The data below is to be repeated in full, exactly as shown.

▶ [Records contained in a dataset]:
--

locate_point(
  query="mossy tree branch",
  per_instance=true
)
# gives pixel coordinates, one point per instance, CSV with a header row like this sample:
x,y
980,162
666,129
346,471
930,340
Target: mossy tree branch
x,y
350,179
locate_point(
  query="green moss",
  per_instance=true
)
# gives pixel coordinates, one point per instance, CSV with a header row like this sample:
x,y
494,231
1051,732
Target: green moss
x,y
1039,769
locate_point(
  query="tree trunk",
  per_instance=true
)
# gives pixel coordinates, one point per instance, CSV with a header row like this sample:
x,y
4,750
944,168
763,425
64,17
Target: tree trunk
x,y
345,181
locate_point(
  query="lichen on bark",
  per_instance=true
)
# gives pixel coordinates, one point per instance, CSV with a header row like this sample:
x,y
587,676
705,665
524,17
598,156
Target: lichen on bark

--

▶ [Task response]:
locate_point(
  query="mossy tree branch",
  per_instance=true
)
# gives pixel coordinates, one point per instance, CSV with a header row like this sample:
x,y
980,162
666,129
346,471
930,340
Target: mossy tree branch
x,y
350,179
locate_point(
  query="green moss",
  per_instance=true
)
# gives pixel coordinates, one point per instance, CSV with a header row like this sample:
x,y
494,231
1051,732
Target: green moss
x,y
1039,769
locate_point(
  query="tree trunk",
  per_instance=true
)
# gives pixel coordinates, one point per instance, CSV with a header row like this sample:
x,y
4,750
944,168
763,425
64,17
Target: tree trunk
x,y
345,181
locate_point(
  query="lichen on bark",
  per_instance=true
)
# gives pixel coordinates, one point per instance, CSV with a header row like this sample:
x,y
587,676
705,665
524,17
598,156
Target: lichen on bark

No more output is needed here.